## Entrées de l'exercice
•••

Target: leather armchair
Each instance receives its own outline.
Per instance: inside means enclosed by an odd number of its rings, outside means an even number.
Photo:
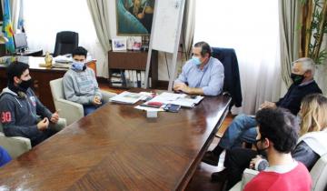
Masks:
[[[83,106],[64,99],[63,78],[50,81],[51,93],[54,97],[55,109],[60,109],[60,116],[67,120],[70,125],[84,117]],[[114,93],[101,91],[104,102],[109,102],[109,98],[116,96]]]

•••

## L'exercice
Combien de lignes des entrées contiennent la chaîne « instance » ? Donnez seulement le nombre.

## Réponse ci-dessous
2